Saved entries

▼

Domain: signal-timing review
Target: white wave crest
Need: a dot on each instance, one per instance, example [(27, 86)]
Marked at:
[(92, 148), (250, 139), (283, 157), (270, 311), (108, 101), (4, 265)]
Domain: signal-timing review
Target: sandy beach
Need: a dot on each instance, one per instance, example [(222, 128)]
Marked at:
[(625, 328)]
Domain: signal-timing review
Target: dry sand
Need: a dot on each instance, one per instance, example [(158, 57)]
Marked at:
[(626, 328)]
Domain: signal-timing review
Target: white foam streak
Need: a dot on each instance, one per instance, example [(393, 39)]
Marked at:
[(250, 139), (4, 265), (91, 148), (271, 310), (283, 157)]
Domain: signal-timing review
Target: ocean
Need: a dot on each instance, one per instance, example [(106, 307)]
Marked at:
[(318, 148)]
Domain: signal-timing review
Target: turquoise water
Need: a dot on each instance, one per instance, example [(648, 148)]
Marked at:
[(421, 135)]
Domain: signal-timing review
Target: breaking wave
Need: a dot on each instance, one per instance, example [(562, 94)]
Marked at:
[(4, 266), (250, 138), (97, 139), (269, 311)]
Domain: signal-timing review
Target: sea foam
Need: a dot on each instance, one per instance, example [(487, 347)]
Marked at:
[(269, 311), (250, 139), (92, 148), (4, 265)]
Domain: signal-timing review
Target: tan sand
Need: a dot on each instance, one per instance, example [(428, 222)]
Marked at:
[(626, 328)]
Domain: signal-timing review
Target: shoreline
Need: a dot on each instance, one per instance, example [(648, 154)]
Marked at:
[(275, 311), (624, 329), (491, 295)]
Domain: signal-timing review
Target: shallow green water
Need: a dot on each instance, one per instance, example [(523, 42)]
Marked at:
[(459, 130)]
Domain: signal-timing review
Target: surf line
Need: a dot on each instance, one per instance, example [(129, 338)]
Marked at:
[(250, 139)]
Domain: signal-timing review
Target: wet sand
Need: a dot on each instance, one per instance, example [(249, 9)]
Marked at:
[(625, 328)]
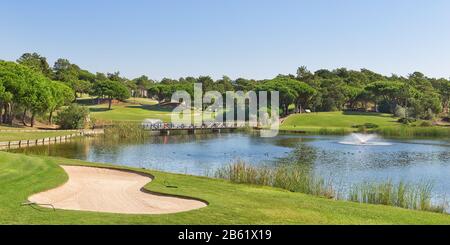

▲

* _Work task_
Write the records out once more, exactly as they appear, with no pictures.

* _Response to this exercise_
Domain: signal-timing review
Target: white wave crest
Need: a dot on each instance, one per instance, example [(27, 86)]
Marked at:
[(92, 148), (250, 139), (283, 157), (270, 311), (108, 101), (4, 265)]
Domain: signal-timing review
Target: sandy beach
Need: a dot on each instance, one per instance, example [(222, 128)]
Marked at:
[(625, 328)]
Domain: signal-timing review
Target: dry sand
Need: a dot on each instance, one per instance, example [(158, 57)]
Marked at:
[(626, 328)]
Domain: signal-timing review
Target: white foam streak
Need: a dot on each instance, one per instance, example [(393, 39)]
Marked at:
[(250, 139), (4, 265), (91, 148), (271, 310), (283, 157)]
Domain: signal-timing review
Target: ocean
Need: a dot on each instance, one per instance, example [(106, 307)]
Marked at:
[(318, 148)]
Domain: signal-timing review
Target: turquoise water
Need: a dot on each instance, one per instance, example [(648, 148)]
Marked at:
[(421, 135)]
Domain: signal-timing review
Target: breaking wave
Need: a dot on each instance, one per instance, example [(562, 94)]
Marked at:
[(4, 266), (250, 138), (97, 139), (269, 311)]
Domain: signal-timing review
Target: sea foam
Need: a dot on each instance, one per instance, example [(487, 347)]
Marked at:
[(269, 311), (250, 139), (92, 148), (4, 265)]
Domain: signal-timing review
Target: tan sand
Need: a dot on each instance, one per instance, example [(428, 222)]
Marked at:
[(626, 328)]
Domain: signal-timing review
Target: shoreline
Need: a dot on each instance, one per instance, example [(648, 154)]
Marked at:
[(275, 311), (624, 329), (491, 295)]
Domain: signal-timing review
Target: shallow green water
Need: a dot on each instance, one per instance, example [(523, 42)]
Marked at:
[(459, 130)]
Domain: signal-timing review
Target: surf line
Need: a dot on each instance, one per instance, example [(129, 338)]
Marked at:
[(250, 139)]
Domain: signal-timing review
Target: wet sand
Need: a dot on each instance, one per instance, example [(249, 9)]
Marked at:
[(625, 328)]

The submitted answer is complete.